Data items:
· · · · ·

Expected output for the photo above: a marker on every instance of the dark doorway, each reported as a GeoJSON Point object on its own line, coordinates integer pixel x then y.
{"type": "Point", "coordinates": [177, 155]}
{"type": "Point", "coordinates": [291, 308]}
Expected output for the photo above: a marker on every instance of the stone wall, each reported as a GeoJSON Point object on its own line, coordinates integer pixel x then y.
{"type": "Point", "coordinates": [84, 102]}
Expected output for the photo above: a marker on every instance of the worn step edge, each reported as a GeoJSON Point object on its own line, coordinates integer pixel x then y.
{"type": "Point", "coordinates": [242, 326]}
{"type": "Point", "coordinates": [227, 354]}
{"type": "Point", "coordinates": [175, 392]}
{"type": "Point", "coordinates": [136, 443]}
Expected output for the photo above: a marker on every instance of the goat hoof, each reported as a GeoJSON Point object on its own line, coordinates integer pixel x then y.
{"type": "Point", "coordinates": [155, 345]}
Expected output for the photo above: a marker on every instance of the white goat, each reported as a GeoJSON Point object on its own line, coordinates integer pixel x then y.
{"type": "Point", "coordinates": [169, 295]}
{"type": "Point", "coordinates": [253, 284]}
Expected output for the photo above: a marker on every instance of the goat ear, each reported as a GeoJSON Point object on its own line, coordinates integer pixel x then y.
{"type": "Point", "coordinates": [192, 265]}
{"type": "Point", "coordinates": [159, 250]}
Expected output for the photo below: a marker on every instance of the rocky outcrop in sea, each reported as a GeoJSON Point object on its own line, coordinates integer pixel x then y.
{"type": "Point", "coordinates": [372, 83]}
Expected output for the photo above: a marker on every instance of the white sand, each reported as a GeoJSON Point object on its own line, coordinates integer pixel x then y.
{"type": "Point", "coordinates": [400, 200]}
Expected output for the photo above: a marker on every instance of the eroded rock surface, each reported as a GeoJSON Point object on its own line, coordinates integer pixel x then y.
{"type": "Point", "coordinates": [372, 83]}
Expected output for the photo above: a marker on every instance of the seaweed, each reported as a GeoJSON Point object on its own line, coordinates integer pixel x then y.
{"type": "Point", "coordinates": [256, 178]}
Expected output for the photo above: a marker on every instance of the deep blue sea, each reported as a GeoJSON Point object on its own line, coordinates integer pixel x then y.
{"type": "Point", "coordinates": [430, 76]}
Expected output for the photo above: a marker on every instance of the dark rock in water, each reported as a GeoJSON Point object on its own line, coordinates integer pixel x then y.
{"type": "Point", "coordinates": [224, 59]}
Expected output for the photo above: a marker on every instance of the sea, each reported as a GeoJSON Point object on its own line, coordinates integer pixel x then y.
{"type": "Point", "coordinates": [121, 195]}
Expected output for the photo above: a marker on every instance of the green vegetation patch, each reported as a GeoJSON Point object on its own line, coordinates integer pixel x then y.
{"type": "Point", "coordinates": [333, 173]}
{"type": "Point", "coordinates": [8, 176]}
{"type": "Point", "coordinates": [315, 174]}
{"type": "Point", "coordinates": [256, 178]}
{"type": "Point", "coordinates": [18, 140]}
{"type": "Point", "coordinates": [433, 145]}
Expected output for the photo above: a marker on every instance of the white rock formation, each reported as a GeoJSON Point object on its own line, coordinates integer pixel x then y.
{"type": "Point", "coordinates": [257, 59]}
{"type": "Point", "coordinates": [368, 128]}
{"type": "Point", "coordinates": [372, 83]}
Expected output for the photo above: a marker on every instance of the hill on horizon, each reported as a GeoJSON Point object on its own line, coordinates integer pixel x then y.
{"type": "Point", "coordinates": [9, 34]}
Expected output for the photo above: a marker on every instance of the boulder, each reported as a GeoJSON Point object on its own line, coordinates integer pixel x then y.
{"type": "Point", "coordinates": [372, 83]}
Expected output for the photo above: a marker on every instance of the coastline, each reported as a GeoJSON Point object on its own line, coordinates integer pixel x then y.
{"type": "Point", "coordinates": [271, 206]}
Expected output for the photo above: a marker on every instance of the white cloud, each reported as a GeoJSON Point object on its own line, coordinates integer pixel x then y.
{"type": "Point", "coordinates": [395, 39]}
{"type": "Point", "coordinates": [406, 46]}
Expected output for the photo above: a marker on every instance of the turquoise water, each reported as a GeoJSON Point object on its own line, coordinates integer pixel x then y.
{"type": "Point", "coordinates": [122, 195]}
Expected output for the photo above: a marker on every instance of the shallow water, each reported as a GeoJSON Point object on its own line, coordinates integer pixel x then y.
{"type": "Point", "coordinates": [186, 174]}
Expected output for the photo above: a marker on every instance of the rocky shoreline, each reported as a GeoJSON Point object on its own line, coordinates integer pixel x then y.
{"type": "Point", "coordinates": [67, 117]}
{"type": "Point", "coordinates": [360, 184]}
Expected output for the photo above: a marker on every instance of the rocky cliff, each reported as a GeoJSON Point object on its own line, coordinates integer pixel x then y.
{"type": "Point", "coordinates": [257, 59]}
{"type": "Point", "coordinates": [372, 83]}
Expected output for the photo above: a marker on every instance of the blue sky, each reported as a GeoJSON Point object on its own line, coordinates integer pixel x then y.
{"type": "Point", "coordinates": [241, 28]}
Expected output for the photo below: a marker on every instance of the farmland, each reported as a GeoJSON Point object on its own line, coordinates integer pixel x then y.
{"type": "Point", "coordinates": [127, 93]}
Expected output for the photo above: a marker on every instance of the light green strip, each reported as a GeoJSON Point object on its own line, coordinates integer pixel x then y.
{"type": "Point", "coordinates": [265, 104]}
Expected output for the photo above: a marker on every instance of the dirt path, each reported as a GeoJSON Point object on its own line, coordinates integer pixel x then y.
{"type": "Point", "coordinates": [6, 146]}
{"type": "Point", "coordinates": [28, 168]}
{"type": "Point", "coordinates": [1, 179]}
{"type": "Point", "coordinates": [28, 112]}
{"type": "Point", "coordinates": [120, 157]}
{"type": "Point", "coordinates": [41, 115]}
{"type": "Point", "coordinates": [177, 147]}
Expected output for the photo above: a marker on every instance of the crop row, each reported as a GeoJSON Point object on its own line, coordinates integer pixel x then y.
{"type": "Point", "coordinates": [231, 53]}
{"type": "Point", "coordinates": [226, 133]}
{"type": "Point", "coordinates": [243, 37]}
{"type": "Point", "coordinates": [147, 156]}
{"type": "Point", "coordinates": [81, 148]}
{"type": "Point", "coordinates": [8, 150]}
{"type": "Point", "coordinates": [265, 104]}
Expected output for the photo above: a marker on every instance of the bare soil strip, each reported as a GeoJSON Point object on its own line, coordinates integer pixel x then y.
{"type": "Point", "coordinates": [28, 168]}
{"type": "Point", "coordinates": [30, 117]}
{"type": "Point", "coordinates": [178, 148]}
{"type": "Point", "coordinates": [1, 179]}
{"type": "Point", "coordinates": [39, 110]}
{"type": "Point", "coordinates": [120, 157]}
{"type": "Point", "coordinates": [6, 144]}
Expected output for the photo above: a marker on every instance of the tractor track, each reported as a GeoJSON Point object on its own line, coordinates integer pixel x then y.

· · · · ·

= Do this =
Quote only the lines from the line containing "the farmland, each" through the end of the listing, please, keeping both the first and the last line.

= Result of this task =
Expected output for the photo below: a marker on every instance of the farmland, each reported as a GeoJSON Point object on its own line, coordinates integer pixel x then y.
{"type": "Point", "coordinates": [127, 93]}
Expected output for the photo above: a marker on every instance of the light green strip, each reported as a GeoJSON Point object on its own line, coordinates integer pixel x then y.
{"type": "Point", "coordinates": [265, 104]}
Expected output for the photo above: a marker on every instance of the dirt path, each reported as a GeoJSON Point object on its own line, coordinates integer pixel x then y.
{"type": "Point", "coordinates": [6, 146]}
{"type": "Point", "coordinates": [28, 168]}
{"type": "Point", "coordinates": [1, 179]}
{"type": "Point", "coordinates": [28, 112]}
{"type": "Point", "coordinates": [120, 157]}
{"type": "Point", "coordinates": [41, 115]}
{"type": "Point", "coordinates": [177, 147]}
Expected output for the photo above: a marker on every instance of the crop row, each reported as a GeoJSON Point object on its own line, coordinates integer pixel x then y.
{"type": "Point", "coordinates": [231, 53]}
{"type": "Point", "coordinates": [226, 133]}
{"type": "Point", "coordinates": [243, 37]}
{"type": "Point", "coordinates": [147, 156]}
{"type": "Point", "coordinates": [81, 148]}
{"type": "Point", "coordinates": [8, 150]}
{"type": "Point", "coordinates": [265, 104]}
Expected output for the photo above: a marker on every instance of the bare soil strip, each reported as a GeoJSON Point object on its own line, coordinates integer pixel x then y.
{"type": "Point", "coordinates": [28, 168]}
{"type": "Point", "coordinates": [30, 117]}
{"type": "Point", "coordinates": [178, 148]}
{"type": "Point", "coordinates": [1, 179]}
{"type": "Point", "coordinates": [39, 110]}
{"type": "Point", "coordinates": [120, 157]}
{"type": "Point", "coordinates": [6, 144]}
Expected output for the photo above: a marker on every instance of the tractor track, each reported as a GeoJSON Point object on its own line, coordinates integer pixel x then y.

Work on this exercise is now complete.